**PROBLEM DESCRIPTION**
Give back the records below verbatim, please, but without a single image.

━━━ MATERIAL FOR THE TASK

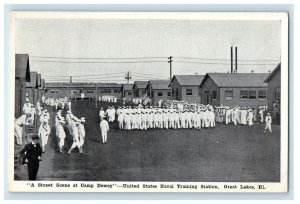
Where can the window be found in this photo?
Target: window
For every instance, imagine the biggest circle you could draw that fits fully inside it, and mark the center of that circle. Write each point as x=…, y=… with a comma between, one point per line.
x=228, y=95
x=214, y=95
x=105, y=91
x=277, y=94
x=189, y=92
x=252, y=94
x=244, y=95
x=262, y=94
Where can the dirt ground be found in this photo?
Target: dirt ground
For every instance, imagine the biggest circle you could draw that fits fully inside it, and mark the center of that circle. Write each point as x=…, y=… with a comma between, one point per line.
x=224, y=153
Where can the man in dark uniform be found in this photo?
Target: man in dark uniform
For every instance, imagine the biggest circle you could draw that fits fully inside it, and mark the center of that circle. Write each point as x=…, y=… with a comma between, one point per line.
x=31, y=155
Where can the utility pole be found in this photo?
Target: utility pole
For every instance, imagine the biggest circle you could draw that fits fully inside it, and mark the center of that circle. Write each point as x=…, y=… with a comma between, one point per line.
x=170, y=61
x=128, y=77
x=96, y=96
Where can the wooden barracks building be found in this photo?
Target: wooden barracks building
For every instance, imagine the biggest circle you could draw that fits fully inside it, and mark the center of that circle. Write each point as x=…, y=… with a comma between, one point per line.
x=22, y=76
x=231, y=89
x=186, y=87
x=90, y=90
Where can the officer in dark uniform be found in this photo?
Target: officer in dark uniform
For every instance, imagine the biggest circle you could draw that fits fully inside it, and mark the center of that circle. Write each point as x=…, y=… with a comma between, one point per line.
x=31, y=155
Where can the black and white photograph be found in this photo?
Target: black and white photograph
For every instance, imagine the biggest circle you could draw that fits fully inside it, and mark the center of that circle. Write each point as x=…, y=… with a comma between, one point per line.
x=148, y=102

━━━━━━

**ANSWER TO THIS TASK**
Where can the window be found in this photo?
Target: window
For every instance, imagine the biggest circle you could draw that fits fully inside it, and mark the center of that circle. Write each point as x=…, y=… with a comma between, one point per line.
x=228, y=95
x=214, y=95
x=105, y=91
x=277, y=94
x=189, y=92
x=252, y=94
x=244, y=95
x=262, y=94
Where can the dirt ground be found in this photo?
Target: dirt ground
For every instance, imagine the biggest circle you could draw that fits fully inside it, and mark the center of that circle. Write each point as x=…, y=… with a comma between, one point per line.
x=224, y=153
Where can the man in dark uniform be found in this photo?
Target: man in dark uniform
For every instance, imagine the biggest circle you could draw that fits fully inside it, and mark the center of that circle. Write each point as x=…, y=… with a comma between, one point per line.
x=31, y=155
Where can the utility pole be found in this photo?
Target: utility pole
For every instance, imagine the biggest circle you could draw that fits fully inside it, and mark the center of that circle. Write each point as x=…, y=… with a comma between, one point per line.
x=170, y=61
x=128, y=77
x=96, y=96
Where can the wooden barracks building be found in this photo?
Target: wooden barracks building
For every instance, imagine the biggest circle you could draw that fits fully inside it, and mark the center of that circle. Write each point as x=…, y=… with a comma between, one point per line.
x=22, y=76
x=231, y=89
x=186, y=87
x=90, y=90
Where can the officer in dark uniform be found in this photo?
Target: officer in dark uniform
For every instance, imagine the biggest circle you could draw that fits fully inside it, and mark the center of that circle. Write each point as x=…, y=… with a comma between, one point per line.
x=31, y=155
Where can the black and white photograph be found in this photo?
Target: black and white photograph
For every instance, imagine the biggest circle you could draw that fits fully inside it, and mark the center of that circle. Write each point as x=…, y=… with a comma between, one point per line.
x=148, y=102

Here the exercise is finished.